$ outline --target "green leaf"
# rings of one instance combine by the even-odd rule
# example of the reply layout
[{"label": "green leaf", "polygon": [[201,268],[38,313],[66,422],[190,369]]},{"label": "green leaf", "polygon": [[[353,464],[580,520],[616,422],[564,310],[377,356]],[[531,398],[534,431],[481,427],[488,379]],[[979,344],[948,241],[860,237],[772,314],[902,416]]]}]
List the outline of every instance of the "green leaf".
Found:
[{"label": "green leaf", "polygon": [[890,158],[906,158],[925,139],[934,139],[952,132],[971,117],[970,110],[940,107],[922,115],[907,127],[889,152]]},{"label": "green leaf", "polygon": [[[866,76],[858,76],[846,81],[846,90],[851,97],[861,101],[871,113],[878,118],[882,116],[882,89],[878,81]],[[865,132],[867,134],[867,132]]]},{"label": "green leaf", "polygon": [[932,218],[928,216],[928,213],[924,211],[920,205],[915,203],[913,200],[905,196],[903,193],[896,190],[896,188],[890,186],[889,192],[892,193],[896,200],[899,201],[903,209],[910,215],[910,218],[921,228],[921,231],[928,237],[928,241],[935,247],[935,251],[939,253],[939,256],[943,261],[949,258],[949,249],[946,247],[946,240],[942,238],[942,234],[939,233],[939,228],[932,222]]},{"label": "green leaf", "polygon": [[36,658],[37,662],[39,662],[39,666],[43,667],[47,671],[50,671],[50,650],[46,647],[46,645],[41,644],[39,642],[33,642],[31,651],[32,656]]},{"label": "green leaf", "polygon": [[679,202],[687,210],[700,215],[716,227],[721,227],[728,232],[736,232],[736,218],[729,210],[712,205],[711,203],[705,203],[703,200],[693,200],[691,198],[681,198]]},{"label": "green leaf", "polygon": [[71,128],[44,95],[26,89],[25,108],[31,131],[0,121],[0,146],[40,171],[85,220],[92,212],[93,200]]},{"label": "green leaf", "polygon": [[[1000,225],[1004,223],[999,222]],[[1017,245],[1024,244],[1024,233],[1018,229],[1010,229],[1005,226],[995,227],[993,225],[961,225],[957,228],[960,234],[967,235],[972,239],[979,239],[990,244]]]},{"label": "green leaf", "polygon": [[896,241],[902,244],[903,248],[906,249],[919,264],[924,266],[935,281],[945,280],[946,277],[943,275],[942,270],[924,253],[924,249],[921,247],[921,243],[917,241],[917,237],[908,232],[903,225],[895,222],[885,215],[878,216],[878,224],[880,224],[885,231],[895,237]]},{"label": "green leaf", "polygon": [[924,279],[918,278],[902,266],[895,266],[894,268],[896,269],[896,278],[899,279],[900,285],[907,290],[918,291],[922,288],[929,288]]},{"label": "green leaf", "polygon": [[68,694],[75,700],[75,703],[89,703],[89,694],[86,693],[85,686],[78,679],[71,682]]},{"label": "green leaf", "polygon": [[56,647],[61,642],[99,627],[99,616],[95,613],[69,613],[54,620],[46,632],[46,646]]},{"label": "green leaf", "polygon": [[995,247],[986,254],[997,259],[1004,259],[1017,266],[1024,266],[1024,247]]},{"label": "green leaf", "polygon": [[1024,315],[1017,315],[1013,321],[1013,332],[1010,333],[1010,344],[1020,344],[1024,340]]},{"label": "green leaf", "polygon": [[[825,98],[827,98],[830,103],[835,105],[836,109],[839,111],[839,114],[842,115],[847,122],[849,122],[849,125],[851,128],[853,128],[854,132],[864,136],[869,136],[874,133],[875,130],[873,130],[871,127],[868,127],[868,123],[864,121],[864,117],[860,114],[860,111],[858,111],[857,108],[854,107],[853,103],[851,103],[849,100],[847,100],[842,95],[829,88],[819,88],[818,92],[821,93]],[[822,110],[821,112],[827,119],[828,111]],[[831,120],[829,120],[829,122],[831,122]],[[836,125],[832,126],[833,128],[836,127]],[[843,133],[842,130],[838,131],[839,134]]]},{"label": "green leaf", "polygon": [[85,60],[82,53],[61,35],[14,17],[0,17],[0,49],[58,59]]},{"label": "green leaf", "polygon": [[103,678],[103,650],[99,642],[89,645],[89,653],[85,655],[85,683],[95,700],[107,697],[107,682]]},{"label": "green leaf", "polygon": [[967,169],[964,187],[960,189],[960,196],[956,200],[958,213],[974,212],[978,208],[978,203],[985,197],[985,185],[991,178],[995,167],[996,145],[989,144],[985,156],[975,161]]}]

★ ★ ★ ★ ★

### TASK BRIEF
Print every record above. Keep each one exactly as it is.

### RESPONSE
$ outline --target "green leaf"
# rings of one instance combine by the even-odd rule
# example of the reply layout
[{"label": "green leaf", "polygon": [[201,268],[38,313],[66,422],[190,369]]},{"label": "green leaf", "polygon": [[[353,464],[580,520],[616,422],[564,310],[377,356]],[[531,398],[534,431],[481,427],[488,379]],[[979,344],[948,241],[860,237],[772,314],[902,416]]]}]
List the outline of every instance of the "green leaf".
Found:
[{"label": "green leaf", "polygon": [[890,158],[906,158],[925,139],[934,139],[952,132],[971,117],[970,110],[940,107],[922,115],[907,127],[889,152]]},{"label": "green leaf", "polygon": [[[866,76],[858,76],[846,81],[846,90],[851,97],[861,101],[871,113],[878,118],[882,116],[882,89],[878,81]],[[865,132],[867,134],[867,132]]]},{"label": "green leaf", "polygon": [[932,218],[928,216],[928,213],[924,211],[920,205],[915,203],[913,200],[905,196],[903,193],[896,190],[896,188],[890,186],[889,192],[892,193],[896,200],[899,201],[903,209],[910,215],[910,218],[921,228],[921,231],[928,237],[928,241],[935,247],[935,251],[939,253],[939,256],[943,261],[949,258],[949,249],[946,247],[946,240],[942,238],[942,234],[939,233],[939,228],[932,222]]},{"label": "green leaf", "polygon": [[36,658],[37,662],[39,662],[39,666],[43,667],[47,671],[50,671],[50,650],[46,647],[46,645],[41,644],[39,642],[33,642],[31,651],[32,656]]},{"label": "green leaf", "polygon": [[679,202],[687,210],[700,215],[716,227],[721,227],[728,232],[736,232],[736,218],[729,210],[712,205],[711,203],[705,203],[703,200],[693,200],[691,198],[681,198]]},{"label": "green leaf", "polygon": [[71,128],[44,95],[26,89],[25,108],[31,131],[0,121],[0,146],[40,171],[85,220],[92,212],[93,200]]},{"label": "green leaf", "polygon": [[[1000,225],[1004,223],[999,222]],[[1017,245],[1024,244],[1024,233],[1018,229],[1010,229],[1005,226],[995,227],[993,225],[961,225],[957,228],[960,234],[967,235],[972,239],[979,239],[990,244]]]},{"label": "green leaf", "polygon": [[896,241],[902,244],[903,248],[906,249],[919,264],[924,266],[935,281],[945,280],[946,277],[943,275],[942,270],[924,253],[924,249],[921,247],[921,243],[917,241],[917,237],[908,232],[903,225],[895,222],[885,215],[878,216],[878,224],[880,224],[885,231],[895,237]]},{"label": "green leaf", "polygon": [[924,279],[918,278],[902,266],[895,266],[894,268],[896,269],[896,278],[899,279],[900,285],[907,290],[918,291],[922,288],[929,288]]},{"label": "green leaf", "polygon": [[68,694],[75,700],[75,703],[89,703],[89,694],[86,693],[85,686],[78,679],[71,682]]},{"label": "green leaf", "polygon": [[56,647],[61,642],[99,627],[99,616],[95,613],[69,613],[54,620],[46,632],[46,646]]},{"label": "green leaf", "polygon": [[995,247],[986,254],[997,259],[1004,259],[1017,266],[1024,266],[1024,247]]},{"label": "green leaf", "polygon": [[1024,315],[1017,315],[1013,321],[1013,332],[1010,333],[1010,344],[1020,344],[1024,340]]},{"label": "green leaf", "polygon": [[[825,98],[827,98],[830,103],[835,105],[836,109],[839,111],[839,114],[842,115],[847,122],[849,122],[849,125],[851,128],[853,128],[854,132],[864,136],[869,136],[874,133],[875,130],[873,130],[871,127],[868,127],[868,123],[864,121],[864,117],[860,114],[860,111],[858,111],[857,108],[854,107],[853,103],[851,103],[849,100],[847,100],[842,95],[829,88],[819,88],[818,92],[821,93]],[[822,110],[821,112],[827,119],[828,111]],[[831,120],[829,120],[829,122],[831,122]],[[836,125],[832,126],[833,128],[836,127]],[[843,133],[842,130],[838,131],[839,134]]]},{"label": "green leaf", "polygon": [[85,60],[82,53],[61,35],[14,17],[0,17],[0,49],[58,59]]},{"label": "green leaf", "polygon": [[103,678],[103,650],[99,642],[89,645],[89,653],[85,655],[85,683],[95,700],[107,697],[107,682]]},{"label": "green leaf", "polygon": [[967,169],[964,187],[960,189],[960,196],[956,200],[958,213],[974,212],[978,208],[978,203],[985,197],[985,185],[991,178],[995,167],[996,145],[989,144],[985,156],[975,161]]}]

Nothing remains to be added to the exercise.